#### Aim of the task:
Through the last line of the entries, please copy every line exactly, starting with the one that contains "Target: bird's wing".

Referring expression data
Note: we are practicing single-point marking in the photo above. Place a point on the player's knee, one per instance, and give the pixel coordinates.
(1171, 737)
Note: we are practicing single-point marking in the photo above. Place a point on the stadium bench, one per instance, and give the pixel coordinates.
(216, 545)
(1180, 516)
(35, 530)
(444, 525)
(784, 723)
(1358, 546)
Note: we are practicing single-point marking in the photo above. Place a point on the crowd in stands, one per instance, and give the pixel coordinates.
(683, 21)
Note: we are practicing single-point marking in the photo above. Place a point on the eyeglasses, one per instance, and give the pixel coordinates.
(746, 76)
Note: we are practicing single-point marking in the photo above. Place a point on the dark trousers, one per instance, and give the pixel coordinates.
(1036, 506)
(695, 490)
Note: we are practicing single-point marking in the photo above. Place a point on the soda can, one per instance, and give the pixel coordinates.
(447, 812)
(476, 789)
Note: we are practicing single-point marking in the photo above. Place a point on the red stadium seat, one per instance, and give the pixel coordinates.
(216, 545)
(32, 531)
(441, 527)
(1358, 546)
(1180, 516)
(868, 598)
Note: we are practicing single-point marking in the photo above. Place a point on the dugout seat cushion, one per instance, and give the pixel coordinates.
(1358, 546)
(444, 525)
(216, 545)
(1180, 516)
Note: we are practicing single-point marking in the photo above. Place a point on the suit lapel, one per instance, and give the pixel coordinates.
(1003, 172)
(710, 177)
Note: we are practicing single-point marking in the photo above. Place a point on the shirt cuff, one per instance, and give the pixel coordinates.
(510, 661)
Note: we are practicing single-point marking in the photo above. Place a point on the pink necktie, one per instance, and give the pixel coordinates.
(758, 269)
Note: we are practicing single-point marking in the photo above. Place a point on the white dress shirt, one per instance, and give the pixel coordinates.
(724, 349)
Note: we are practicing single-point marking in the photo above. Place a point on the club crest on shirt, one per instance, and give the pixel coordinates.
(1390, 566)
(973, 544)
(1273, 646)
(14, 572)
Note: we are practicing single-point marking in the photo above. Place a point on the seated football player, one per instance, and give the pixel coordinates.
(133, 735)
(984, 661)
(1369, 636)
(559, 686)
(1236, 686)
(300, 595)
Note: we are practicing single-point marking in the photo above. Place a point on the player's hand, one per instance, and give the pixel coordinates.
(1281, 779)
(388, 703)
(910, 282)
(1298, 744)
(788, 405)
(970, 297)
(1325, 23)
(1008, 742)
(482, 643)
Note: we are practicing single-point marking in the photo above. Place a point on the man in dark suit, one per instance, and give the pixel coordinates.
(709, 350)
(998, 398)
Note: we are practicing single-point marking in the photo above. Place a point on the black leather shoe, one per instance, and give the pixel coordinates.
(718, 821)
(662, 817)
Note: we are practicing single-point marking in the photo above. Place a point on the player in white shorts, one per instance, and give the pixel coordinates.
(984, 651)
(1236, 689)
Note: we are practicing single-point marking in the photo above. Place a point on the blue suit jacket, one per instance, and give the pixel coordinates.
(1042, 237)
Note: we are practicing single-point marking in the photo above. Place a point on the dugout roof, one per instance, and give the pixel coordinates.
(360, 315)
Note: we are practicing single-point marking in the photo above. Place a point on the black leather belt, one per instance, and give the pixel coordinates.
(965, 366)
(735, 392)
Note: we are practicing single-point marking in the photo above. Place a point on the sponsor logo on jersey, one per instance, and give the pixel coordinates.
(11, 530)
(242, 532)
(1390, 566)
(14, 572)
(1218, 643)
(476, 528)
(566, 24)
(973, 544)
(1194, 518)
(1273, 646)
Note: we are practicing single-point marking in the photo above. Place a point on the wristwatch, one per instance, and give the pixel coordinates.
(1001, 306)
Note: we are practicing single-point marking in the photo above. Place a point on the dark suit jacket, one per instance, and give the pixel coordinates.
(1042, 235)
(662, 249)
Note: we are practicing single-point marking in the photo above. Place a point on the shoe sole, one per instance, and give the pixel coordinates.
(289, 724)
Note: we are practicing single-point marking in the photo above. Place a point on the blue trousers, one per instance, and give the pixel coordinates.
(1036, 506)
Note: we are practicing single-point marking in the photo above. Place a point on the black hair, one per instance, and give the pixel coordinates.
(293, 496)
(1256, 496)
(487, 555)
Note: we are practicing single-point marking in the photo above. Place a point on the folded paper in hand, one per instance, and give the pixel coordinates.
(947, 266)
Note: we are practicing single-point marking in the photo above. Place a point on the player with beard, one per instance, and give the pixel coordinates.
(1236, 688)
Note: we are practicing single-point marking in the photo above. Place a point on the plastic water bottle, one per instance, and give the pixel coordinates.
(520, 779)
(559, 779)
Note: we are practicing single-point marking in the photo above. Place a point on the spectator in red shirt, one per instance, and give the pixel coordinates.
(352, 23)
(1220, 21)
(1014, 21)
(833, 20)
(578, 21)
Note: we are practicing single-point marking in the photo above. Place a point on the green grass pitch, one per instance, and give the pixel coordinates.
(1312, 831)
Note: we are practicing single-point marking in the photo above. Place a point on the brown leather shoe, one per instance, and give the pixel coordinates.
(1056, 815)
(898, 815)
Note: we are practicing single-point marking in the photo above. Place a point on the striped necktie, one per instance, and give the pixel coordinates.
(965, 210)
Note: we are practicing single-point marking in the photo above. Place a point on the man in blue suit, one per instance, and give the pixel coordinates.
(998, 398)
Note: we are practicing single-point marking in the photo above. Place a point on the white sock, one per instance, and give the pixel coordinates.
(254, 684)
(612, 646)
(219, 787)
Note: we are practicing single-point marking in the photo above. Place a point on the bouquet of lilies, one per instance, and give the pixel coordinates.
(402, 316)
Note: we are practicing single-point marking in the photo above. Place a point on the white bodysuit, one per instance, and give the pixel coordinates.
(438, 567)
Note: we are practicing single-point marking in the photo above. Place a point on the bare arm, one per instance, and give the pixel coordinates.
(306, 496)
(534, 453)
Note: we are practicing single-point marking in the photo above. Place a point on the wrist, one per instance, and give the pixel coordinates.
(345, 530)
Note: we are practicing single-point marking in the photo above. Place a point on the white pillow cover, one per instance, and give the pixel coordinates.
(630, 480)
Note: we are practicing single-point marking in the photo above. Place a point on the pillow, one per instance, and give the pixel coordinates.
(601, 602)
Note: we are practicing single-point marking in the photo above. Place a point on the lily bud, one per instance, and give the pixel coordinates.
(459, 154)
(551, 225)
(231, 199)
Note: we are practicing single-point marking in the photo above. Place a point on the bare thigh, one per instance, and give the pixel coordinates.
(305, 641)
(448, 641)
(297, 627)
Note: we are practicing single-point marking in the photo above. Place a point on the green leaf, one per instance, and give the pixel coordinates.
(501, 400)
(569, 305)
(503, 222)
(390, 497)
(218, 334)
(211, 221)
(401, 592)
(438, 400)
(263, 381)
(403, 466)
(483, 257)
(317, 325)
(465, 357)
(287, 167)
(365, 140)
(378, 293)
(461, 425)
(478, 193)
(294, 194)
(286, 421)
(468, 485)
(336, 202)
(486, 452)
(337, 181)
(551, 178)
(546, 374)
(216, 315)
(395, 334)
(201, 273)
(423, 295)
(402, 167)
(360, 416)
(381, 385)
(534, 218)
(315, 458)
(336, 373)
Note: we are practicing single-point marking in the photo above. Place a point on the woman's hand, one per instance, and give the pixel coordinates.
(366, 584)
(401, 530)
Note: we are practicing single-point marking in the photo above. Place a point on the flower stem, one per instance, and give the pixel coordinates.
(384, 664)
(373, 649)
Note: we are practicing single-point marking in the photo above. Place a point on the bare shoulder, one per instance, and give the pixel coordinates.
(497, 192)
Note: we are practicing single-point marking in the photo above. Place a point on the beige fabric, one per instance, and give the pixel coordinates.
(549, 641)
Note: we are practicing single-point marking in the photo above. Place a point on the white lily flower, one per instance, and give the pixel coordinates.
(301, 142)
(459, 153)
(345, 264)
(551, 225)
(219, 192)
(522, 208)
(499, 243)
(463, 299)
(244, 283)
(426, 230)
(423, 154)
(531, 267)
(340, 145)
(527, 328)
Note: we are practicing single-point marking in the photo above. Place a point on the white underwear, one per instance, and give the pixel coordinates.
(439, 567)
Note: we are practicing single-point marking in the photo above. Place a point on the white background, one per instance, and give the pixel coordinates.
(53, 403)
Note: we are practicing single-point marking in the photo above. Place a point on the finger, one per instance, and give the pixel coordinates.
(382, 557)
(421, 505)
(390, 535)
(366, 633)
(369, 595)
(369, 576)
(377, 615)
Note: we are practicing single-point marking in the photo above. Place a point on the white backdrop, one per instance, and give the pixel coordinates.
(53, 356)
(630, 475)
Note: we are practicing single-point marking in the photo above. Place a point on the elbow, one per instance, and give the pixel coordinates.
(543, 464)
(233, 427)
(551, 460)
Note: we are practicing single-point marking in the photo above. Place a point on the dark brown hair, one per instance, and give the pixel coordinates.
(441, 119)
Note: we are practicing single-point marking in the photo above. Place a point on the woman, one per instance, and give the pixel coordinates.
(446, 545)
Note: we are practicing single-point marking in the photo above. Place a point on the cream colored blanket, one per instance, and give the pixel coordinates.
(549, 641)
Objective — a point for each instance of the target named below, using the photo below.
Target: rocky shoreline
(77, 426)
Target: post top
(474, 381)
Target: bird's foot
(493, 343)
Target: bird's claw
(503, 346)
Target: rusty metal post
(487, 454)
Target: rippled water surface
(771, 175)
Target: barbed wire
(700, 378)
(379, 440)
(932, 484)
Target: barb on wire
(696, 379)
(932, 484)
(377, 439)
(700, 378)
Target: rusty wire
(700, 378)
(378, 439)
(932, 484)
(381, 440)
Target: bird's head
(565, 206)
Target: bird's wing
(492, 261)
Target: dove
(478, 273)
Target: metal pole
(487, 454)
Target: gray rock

#### Result of this exercise:
Target: bird's wing
(492, 261)
Target: dove
(478, 273)
Target: metal pole
(487, 454)
Target: gray rock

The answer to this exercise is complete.